Challenge> Can you copy out every one of the items below word for word, with no changes?

** Start **

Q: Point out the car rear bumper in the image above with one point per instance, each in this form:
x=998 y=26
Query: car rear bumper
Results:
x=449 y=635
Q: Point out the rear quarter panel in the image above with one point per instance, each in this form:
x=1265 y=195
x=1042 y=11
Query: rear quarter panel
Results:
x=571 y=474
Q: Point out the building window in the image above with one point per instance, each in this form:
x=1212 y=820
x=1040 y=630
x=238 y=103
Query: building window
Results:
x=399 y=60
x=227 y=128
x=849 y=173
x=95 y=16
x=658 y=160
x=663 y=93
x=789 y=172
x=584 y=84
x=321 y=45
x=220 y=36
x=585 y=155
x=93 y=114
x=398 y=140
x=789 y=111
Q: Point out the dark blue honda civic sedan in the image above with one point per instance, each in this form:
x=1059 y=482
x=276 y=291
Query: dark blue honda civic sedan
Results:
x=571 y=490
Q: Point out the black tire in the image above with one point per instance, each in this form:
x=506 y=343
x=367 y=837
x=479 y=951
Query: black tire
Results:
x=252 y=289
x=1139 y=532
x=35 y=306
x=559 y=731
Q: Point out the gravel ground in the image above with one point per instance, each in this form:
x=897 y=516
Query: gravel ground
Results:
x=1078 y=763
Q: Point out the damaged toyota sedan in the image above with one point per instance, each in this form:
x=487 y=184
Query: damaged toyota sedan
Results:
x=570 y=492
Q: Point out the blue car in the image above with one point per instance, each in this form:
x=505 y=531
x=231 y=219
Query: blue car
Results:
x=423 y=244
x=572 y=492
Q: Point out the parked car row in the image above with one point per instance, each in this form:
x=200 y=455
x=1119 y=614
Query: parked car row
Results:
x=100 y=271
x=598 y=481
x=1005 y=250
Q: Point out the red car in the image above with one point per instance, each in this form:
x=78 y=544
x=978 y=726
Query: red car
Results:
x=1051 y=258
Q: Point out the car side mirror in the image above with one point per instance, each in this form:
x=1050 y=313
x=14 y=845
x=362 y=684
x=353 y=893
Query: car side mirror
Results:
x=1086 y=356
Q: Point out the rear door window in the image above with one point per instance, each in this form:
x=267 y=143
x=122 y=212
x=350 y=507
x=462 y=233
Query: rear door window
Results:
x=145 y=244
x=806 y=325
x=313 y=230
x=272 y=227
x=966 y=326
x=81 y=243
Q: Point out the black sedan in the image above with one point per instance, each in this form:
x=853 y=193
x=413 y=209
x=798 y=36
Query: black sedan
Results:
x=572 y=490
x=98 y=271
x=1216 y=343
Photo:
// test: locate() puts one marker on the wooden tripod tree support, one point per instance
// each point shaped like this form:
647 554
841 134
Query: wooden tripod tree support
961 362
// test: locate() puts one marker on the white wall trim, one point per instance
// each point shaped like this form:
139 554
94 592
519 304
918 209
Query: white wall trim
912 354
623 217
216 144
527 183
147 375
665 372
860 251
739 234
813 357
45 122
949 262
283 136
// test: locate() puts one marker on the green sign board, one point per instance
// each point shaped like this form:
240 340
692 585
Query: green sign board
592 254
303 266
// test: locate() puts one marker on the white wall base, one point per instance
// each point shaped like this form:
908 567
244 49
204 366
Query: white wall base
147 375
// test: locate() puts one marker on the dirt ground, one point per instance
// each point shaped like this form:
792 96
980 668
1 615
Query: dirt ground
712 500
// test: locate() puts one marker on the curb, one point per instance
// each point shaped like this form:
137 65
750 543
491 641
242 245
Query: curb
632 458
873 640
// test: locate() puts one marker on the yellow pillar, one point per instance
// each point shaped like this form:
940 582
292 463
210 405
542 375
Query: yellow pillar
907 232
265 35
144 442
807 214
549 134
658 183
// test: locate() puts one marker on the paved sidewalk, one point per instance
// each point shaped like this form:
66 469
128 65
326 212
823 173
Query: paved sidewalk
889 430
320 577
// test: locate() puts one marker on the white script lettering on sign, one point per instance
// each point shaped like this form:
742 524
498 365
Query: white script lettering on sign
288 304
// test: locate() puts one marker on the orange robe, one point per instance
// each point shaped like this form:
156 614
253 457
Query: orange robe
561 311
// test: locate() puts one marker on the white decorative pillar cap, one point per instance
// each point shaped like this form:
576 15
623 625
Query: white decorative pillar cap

** End **

Exercise solution>
Q: Point out the car rear bumper in the image above with one point per instance, each in this form:
x=998 y=26
Query: car rear bumper
Results:
x=449 y=635
Q: Point out the rear quarter panel in the image above with one point per instance, each in this form:
x=1265 y=195
x=1042 y=11
Query: rear quarter panel
Results:
x=571 y=474
Q: Point out the building window in the image above with one point per instance, each in this form:
x=1212 y=820
x=1040 y=630
x=238 y=103
Query: building window
Results:
x=399 y=60
x=227 y=128
x=849 y=173
x=95 y=16
x=658 y=160
x=663 y=93
x=789 y=172
x=584 y=84
x=321 y=45
x=220 y=36
x=585 y=155
x=93 y=114
x=398 y=140
x=789 y=111
Q: Point out the dark blue honda civic sedan in the image above with one point per instance, each in this form:
x=1059 y=482
x=276 y=291
Query: dark blue honda civic sedan
Results:
x=571 y=490
Q: Point out the black tire in the image above with one point per instance, each in this form:
x=506 y=343
x=367 y=837
x=479 y=951
Query: black tire
Results:
x=252 y=289
x=1139 y=532
x=35 y=306
x=559 y=731
Q: Point out the gravel ground in the image above with one point per instance, each in this form:
x=897 y=516
Query: gravel ground
Results:
x=1078 y=763
Q: Point out the damaged toyota sedan in the image above with one point per instance, each in this form:
x=487 y=184
Query: damaged toyota sedan
Results:
x=570 y=492
Q: Point out the blue car in the image above with one point per instance, each in this form:
x=505 y=531
x=231 y=219
Query: blue car
Results:
x=423 y=244
x=572 y=492
Q: Point out the parked car row in the image above with one point per instance, each in this form:
x=200 y=455
x=1119 y=614
Query: parked car row
Results:
x=100 y=271
x=598 y=481
x=1005 y=250
Q: Point out the red car in the image above with one point per instance, each in this form:
x=78 y=544
x=978 y=726
Query: red car
Results:
x=1051 y=258
Q: Point out the car side mirror in the image above with one point per instance, each in this form:
x=1050 y=313
x=14 y=845
x=362 y=684
x=353 y=893
Query: car side mirror
Results:
x=1086 y=356
Q: Point out the rear door window in the image above with one point per instance, each in this form:
x=267 y=143
x=122 y=212
x=350 y=507
x=462 y=233
Query: rear door window
Results:
x=145 y=244
x=806 y=325
x=313 y=230
x=272 y=227
x=966 y=326
x=81 y=243
Q: Point out the black sedan in the image above with one point per instance, each in this form:
x=853 y=193
x=413 y=209
x=798 y=36
Query: black sedan
Results:
x=572 y=490
x=98 y=271
x=1216 y=343
Photo:
// test: locate() puts one marker on the wooden tripod tree support, one point per instance
// each point shaped like this form:
647 554
841 134
Query: wooden tripod tree support
961 362
// test: locate() puts one marker on the white wall trim, one point per instance
// each point shaped like this form:
139 554
94 592
519 304
918 209
Query: white wall trim
912 354
623 217
216 144
527 183
147 375
665 372
860 251
739 234
813 357
45 122
949 262
283 136
// test: locate() puts one marker on the green sign board, one point per instance
// each point shaped like this form:
240 340
692 585
Query: green sign board
592 254
303 266
// test: locate() puts one marker on the white wall base, one point per instance
// each point shaped like this form:
908 567
244 49
204 366
Query: white wall base
147 375
// test: locate() puts one marker on the dirt ground, one point per instance
// each point shaped like this form:
792 96
980 668
1 615
Query: dirt ground
712 500
// test: locate() puts one marker on the curb, one point per instance
// each point shaped like this form:
137 65
750 543
491 641
242 245
Query: curb
632 458
873 640
// test: locate() puts one marker on the yellow pillar, one point per instance
// each point shaped like this form:
940 582
292 463
210 405
542 375
Query: yellow pillar
907 232
265 35
144 442
807 214
549 134
658 183
// test: locate() puts one marker on the paved sidewalk, one point per instance
// each point shaped like this form:
66 469
128 65
326 212
823 173
Query: paved sidewalk
889 430
320 577
// test: locate() puts one marker on the white script lettering on sign, one point per instance
// each point shaped like this form:
742 524
498 365
Query: white script lettering on sign
288 304
// test: locate() puts one marker on the orange robe, one point per instance
// each point shaped like this form:
156 614
253 457
Query: orange robe
561 311
// test: locate() puts one marker on the white decorative pillar cap, one point per instance
// each point shaped like this form:
576 15
623 625
Query: white decorative pillar cap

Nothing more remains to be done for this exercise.